What to do | Without including any image, retype the records word for word.

Region pointing data
+++

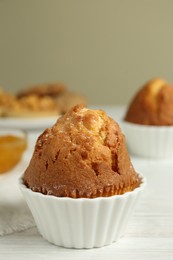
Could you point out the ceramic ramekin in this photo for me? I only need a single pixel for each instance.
(149, 141)
(81, 223)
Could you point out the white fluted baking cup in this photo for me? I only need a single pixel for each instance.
(149, 141)
(83, 222)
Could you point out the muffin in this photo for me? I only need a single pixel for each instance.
(80, 183)
(152, 105)
(148, 123)
(82, 155)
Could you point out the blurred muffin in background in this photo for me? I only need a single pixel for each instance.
(42, 100)
(58, 92)
(152, 105)
(148, 122)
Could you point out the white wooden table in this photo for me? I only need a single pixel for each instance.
(149, 234)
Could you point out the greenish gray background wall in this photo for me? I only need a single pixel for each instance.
(104, 49)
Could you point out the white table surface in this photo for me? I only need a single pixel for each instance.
(149, 234)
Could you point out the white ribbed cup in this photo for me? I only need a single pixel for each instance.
(81, 223)
(149, 141)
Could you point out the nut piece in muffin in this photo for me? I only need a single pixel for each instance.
(152, 105)
(83, 155)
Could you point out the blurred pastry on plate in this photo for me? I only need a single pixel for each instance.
(32, 106)
(47, 89)
(148, 122)
(152, 105)
(63, 98)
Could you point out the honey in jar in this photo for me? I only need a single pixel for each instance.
(11, 150)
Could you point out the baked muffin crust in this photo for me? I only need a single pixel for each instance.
(83, 155)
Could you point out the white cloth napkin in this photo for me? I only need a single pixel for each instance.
(14, 212)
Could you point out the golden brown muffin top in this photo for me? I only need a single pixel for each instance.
(152, 105)
(83, 155)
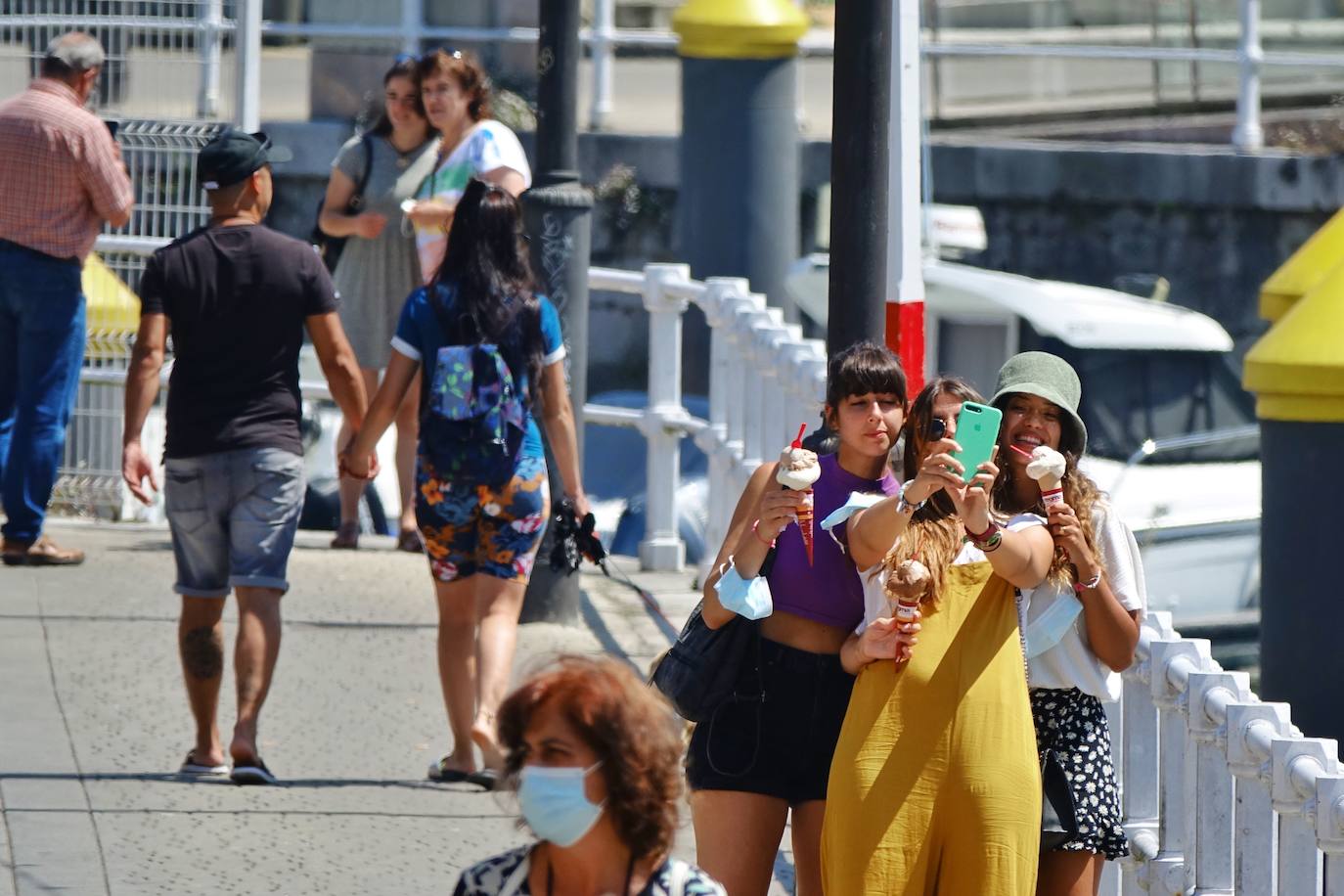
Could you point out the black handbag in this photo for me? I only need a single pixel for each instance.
(700, 672)
(330, 247)
(1058, 814)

+++

Task solution |
Could you point out the ceramic ramekin in this photo for me? I only need a single pixel for each instance.
(149, 141)
(81, 223)
Could you point out the white fluted baking cup in this photo for me? I only need a single pixel for each instance.
(149, 141)
(83, 222)
Could you point out the muffin in this photo for me? I only need a single pixel for each instance.
(80, 183)
(152, 105)
(148, 123)
(82, 155)
Could you point out the blurred muffin in background in this photo for me? I only need a single pixel for each instance.
(42, 100)
(58, 92)
(152, 105)
(148, 122)
Could you point out the white wooden table in this photo for me? I only need a single pixel for each instance.
(149, 234)
Could you point out the greenish gray background wall in this photo for me? I only need a single pixel for each instance.
(104, 49)
Could you point out the white table surface in this photo for me? I only need a single pixel for each instance.
(149, 234)
Could you point out the white ribbed cup in this photo for me? I only need a single pixel for each instance.
(81, 223)
(149, 141)
Could you point out the nut piece in muffin in this photo for me? I only need a single pixel for each instance.
(152, 105)
(83, 155)
Could you point out the blurred pastry on plate in this photo for me? I only need a single pixel for each instance.
(32, 106)
(47, 89)
(148, 122)
(152, 105)
(63, 98)
Could you point out the honey in jar in this photo for me? I only need a single pixel for each instance.
(11, 150)
Could you point out the baked muffin crust in this photo for me? I only need a single pixel for each instance.
(83, 155)
Could you point out the white cloth napkin in this photo for me? I only need a single pixel for each instance.
(14, 212)
Could you point out the golden brown muffin top in this photo for me? I only need a single pixel for each instance.
(152, 105)
(83, 155)
Could you point out the black handbag in this photo for me? I only need a single pixel for each instance.
(700, 672)
(330, 247)
(1058, 814)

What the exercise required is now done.